Segmentation mask data:
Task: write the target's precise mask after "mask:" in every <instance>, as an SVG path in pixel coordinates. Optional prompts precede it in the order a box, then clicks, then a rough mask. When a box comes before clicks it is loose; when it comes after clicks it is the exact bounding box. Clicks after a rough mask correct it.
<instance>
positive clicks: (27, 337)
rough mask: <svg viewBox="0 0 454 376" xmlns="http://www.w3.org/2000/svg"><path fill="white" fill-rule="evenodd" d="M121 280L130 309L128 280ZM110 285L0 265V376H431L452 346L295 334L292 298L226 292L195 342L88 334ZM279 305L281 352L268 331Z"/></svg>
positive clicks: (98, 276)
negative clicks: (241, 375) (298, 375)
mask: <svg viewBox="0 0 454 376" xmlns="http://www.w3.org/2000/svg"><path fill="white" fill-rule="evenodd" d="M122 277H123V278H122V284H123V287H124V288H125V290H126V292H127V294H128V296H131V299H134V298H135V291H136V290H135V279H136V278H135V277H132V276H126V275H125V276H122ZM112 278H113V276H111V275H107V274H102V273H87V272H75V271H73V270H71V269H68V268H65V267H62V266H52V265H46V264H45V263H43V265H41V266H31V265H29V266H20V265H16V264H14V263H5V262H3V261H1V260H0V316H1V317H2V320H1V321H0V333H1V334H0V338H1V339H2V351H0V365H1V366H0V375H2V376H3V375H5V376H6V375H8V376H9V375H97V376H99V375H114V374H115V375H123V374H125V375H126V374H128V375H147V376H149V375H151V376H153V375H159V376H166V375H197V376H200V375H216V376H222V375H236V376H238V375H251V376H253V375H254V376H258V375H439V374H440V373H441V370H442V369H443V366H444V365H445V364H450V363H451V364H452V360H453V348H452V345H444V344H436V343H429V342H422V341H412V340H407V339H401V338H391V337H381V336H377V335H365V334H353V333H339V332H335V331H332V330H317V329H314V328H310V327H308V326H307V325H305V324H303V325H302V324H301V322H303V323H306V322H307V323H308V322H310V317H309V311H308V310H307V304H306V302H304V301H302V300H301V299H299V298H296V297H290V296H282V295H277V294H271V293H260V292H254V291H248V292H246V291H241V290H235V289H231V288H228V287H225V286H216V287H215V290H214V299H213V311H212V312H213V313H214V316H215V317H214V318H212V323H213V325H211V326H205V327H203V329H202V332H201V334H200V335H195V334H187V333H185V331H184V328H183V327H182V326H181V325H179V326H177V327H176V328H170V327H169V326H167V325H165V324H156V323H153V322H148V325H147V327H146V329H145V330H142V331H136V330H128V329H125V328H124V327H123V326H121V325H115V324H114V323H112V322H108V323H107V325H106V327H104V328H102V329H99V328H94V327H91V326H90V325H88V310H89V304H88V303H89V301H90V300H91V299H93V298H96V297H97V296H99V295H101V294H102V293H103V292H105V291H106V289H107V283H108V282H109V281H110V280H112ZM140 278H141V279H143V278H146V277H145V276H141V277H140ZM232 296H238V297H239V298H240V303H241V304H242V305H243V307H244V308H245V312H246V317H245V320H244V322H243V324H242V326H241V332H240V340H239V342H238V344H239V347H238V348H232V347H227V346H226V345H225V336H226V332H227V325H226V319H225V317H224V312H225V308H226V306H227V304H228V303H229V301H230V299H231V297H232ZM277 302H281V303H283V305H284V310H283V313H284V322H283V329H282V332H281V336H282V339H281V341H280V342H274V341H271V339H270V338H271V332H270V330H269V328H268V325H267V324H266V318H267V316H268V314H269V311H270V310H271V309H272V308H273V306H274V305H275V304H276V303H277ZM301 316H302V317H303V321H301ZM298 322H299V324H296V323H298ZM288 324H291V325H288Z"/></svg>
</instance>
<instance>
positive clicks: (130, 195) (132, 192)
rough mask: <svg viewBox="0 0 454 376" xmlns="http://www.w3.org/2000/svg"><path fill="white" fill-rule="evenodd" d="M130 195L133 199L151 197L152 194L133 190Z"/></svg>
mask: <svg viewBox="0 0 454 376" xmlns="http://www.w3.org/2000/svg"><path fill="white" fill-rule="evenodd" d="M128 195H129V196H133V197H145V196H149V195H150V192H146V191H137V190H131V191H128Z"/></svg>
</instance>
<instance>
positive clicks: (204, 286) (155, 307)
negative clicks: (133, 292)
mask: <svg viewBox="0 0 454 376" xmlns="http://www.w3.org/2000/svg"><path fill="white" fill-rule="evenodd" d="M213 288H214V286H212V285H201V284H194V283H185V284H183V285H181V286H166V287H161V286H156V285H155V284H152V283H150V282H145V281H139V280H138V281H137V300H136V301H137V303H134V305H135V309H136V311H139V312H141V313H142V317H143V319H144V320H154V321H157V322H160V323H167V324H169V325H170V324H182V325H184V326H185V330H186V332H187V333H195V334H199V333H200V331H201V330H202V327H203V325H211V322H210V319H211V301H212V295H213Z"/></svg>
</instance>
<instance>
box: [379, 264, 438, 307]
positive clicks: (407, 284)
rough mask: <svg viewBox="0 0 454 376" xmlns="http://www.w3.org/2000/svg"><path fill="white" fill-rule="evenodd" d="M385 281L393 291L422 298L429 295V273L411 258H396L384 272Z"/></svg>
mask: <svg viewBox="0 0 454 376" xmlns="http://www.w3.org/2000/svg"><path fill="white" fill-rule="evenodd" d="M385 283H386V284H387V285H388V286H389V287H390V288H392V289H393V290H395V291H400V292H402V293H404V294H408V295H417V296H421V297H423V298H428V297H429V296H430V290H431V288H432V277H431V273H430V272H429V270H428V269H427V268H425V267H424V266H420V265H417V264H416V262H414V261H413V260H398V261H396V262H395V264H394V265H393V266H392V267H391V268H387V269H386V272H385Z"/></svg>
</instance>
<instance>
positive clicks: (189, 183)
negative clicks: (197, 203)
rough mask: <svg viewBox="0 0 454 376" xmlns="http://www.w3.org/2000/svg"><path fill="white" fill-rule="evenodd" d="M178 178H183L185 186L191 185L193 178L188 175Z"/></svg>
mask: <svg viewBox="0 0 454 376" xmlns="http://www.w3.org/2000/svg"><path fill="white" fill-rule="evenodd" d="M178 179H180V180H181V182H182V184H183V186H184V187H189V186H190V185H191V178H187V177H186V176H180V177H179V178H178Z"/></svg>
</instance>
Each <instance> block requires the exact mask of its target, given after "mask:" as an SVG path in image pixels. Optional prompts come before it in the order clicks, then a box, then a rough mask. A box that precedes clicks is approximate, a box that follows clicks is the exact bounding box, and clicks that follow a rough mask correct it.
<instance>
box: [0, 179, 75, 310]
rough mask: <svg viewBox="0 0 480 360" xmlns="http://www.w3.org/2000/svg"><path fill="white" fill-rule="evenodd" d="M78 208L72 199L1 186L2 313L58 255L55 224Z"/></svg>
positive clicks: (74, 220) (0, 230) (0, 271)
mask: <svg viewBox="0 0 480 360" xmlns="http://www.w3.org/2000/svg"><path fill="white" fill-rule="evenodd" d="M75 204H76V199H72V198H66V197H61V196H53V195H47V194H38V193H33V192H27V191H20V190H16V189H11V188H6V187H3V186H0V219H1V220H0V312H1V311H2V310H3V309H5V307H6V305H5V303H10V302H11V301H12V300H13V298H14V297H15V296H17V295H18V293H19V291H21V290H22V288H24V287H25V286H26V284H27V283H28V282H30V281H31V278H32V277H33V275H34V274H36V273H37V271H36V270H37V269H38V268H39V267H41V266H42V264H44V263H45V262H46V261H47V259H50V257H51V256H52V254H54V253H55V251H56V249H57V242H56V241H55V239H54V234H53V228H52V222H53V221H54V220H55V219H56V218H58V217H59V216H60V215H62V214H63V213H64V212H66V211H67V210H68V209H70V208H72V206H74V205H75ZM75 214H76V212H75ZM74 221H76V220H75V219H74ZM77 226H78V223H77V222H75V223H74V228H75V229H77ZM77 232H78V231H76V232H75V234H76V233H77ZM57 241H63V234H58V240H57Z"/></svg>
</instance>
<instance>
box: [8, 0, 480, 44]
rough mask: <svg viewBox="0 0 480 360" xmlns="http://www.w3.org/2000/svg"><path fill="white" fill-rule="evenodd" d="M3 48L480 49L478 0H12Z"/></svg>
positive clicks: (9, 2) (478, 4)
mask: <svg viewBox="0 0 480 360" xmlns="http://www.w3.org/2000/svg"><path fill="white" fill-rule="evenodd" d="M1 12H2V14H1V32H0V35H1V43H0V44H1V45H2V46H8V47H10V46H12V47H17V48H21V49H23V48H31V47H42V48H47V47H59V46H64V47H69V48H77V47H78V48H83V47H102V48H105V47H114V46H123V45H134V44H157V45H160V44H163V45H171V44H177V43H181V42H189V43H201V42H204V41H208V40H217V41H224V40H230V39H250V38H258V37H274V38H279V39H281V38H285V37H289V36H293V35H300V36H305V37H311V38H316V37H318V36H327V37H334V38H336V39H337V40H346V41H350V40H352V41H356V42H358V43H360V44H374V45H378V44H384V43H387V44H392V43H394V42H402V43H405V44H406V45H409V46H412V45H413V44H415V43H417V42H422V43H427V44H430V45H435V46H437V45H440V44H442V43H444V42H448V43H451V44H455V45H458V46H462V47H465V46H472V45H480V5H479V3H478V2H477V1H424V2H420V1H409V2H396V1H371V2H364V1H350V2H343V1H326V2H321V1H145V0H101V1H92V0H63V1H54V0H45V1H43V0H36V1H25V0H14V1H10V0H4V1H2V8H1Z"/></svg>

**Task description**
Give again, exactly as written, every line from the first one above through the line that has "280L130 309L128 280ZM110" in it.

**Result for this exercise**
Task: write the target's precise mask after "mask:" in every <instance>, as an SVG path in pixel coordinates. Optional prompts precede it in the order a box, then clicks, then a rough mask. When a box comes before clicks it is loose; when it comes after clicks it is the exact bounding box. Clicks after a rough mask correct it.
<instance>
positive clicks: (27, 337)
rough mask: <svg viewBox="0 0 454 376" xmlns="http://www.w3.org/2000/svg"><path fill="white" fill-rule="evenodd" d="M121 280L130 309L128 280ZM110 285L0 265V376H431L452 346L295 334L292 298L226 292L195 342L88 334ZM279 305L281 352L268 331Z"/></svg>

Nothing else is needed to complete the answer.